Objective: Copy the lines below verbatim, starting at the line that contains "Where can the roof" and continuing down through the last line of the items.

Supplied entries:

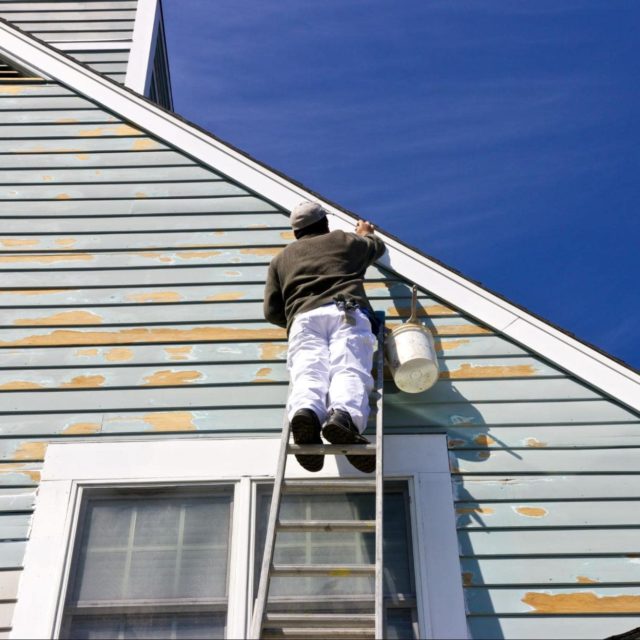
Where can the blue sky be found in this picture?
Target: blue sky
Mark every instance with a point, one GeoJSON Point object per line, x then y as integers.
{"type": "Point", "coordinates": [499, 136]}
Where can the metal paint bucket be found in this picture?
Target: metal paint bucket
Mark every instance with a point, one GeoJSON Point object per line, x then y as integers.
{"type": "Point", "coordinates": [411, 354]}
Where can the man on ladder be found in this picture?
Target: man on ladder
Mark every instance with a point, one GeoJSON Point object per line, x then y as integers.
{"type": "Point", "coordinates": [315, 289]}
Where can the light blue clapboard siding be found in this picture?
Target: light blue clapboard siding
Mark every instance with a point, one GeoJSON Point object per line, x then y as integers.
{"type": "Point", "coordinates": [61, 23]}
{"type": "Point", "coordinates": [132, 306]}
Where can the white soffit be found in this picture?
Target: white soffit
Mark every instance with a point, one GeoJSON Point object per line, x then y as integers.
{"type": "Point", "coordinates": [566, 352]}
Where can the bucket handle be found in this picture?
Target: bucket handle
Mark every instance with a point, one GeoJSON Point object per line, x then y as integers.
{"type": "Point", "coordinates": [413, 318]}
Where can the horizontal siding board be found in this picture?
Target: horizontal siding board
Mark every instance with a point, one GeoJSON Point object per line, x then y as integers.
{"type": "Point", "coordinates": [76, 6]}
{"type": "Point", "coordinates": [14, 526]}
{"type": "Point", "coordinates": [152, 223]}
{"type": "Point", "coordinates": [11, 554]}
{"type": "Point", "coordinates": [546, 487]}
{"type": "Point", "coordinates": [78, 145]}
{"type": "Point", "coordinates": [88, 160]}
{"type": "Point", "coordinates": [17, 499]}
{"type": "Point", "coordinates": [68, 130]}
{"type": "Point", "coordinates": [536, 571]}
{"type": "Point", "coordinates": [140, 190]}
{"type": "Point", "coordinates": [191, 374]}
{"type": "Point", "coordinates": [223, 351]}
{"type": "Point", "coordinates": [545, 436]}
{"type": "Point", "coordinates": [55, 17]}
{"type": "Point", "coordinates": [60, 116]}
{"type": "Point", "coordinates": [528, 627]}
{"type": "Point", "coordinates": [136, 207]}
{"type": "Point", "coordinates": [592, 599]}
{"type": "Point", "coordinates": [541, 514]}
{"type": "Point", "coordinates": [129, 174]}
{"type": "Point", "coordinates": [623, 460]}
{"type": "Point", "coordinates": [549, 542]}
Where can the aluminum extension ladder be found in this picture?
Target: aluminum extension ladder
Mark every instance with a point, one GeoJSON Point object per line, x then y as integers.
{"type": "Point", "coordinates": [325, 625]}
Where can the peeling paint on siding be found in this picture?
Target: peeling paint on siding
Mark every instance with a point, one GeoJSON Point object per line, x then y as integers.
{"type": "Point", "coordinates": [580, 602]}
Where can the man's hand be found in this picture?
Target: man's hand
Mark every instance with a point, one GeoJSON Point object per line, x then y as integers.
{"type": "Point", "coordinates": [363, 227]}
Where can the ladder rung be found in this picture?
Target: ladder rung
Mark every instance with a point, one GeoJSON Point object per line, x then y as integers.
{"type": "Point", "coordinates": [333, 449]}
{"type": "Point", "coordinates": [330, 570]}
{"type": "Point", "coordinates": [342, 620]}
{"type": "Point", "coordinates": [319, 632]}
{"type": "Point", "coordinates": [329, 486]}
{"type": "Point", "coordinates": [301, 526]}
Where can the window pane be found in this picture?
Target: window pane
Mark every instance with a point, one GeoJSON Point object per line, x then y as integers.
{"type": "Point", "coordinates": [149, 626]}
{"type": "Point", "coordinates": [340, 593]}
{"type": "Point", "coordinates": [151, 549]}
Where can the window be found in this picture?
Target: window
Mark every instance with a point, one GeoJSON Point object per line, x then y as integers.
{"type": "Point", "coordinates": [160, 538]}
{"type": "Point", "coordinates": [341, 594]}
{"type": "Point", "coordinates": [150, 564]}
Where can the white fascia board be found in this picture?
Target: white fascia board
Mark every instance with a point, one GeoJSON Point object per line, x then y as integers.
{"type": "Point", "coordinates": [143, 45]}
{"type": "Point", "coordinates": [566, 352]}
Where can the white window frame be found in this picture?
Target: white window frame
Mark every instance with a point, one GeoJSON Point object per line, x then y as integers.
{"type": "Point", "coordinates": [70, 469]}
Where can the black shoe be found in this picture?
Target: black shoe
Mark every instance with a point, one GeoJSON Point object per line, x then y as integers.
{"type": "Point", "coordinates": [305, 427]}
{"type": "Point", "coordinates": [339, 429]}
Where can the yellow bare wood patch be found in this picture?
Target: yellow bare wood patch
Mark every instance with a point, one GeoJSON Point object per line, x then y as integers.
{"type": "Point", "coordinates": [63, 318]}
{"type": "Point", "coordinates": [261, 251]}
{"type": "Point", "coordinates": [86, 352]}
{"type": "Point", "coordinates": [158, 296]}
{"type": "Point", "coordinates": [532, 512]}
{"type": "Point", "coordinates": [30, 451]}
{"type": "Point", "coordinates": [451, 329]}
{"type": "Point", "coordinates": [9, 468]}
{"type": "Point", "coordinates": [430, 310]}
{"type": "Point", "coordinates": [19, 384]}
{"type": "Point", "coordinates": [170, 421]}
{"type": "Point", "coordinates": [535, 443]}
{"type": "Point", "coordinates": [450, 345]}
{"type": "Point", "coordinates": [484, 511]}
{"type": "Point", "coordinates": [178, 353]}
{"type": "Point", "coordinates": [227, 296]}
{"type": "Point", "coordinates": [581, 602]}
{"type": "Point", "coordinates": [270, 351]}
{"type": "Point", "coordinates": [47, 259]}
{"type": "Point", "coordinates": [261, 375]}
{"type": "Point", "coordinates": [84, 382]}
{"type": "Point", "coordinates": [143, 144]}
{"type": "Point", "coordinates": [61, 337]}
{"type": "Point", "coordinates": [193, 255]}
{"type": "Point", "coordinates": [479, 371]}
{"type": "Point", "coordinates": [119, 354]}
{"type": "Point", "coordinates": [171, 378]}
{"type": "Point", "coordinates": [82, 428]}
{"type": "Point", "coordinates": [19, 242]}
{"type": "Point", "coordinates": [65, 242]}
{"type": "Point", "coordinates": [484, 440]}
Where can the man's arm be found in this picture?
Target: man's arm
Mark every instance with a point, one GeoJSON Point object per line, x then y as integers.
{"type": "Point", "coordinates": [273, 301]}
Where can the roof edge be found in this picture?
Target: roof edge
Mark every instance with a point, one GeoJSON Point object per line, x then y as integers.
{"type": "Point", "coordinates": [585, 362]}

Exercise answer:
Where can the roof edge be found in this picture?
Target: roof edge
Mark every instance with a point, one GeoJSON Point object per line, x then y as integers.
{"type": "Point", "coordinates": [585, 362]}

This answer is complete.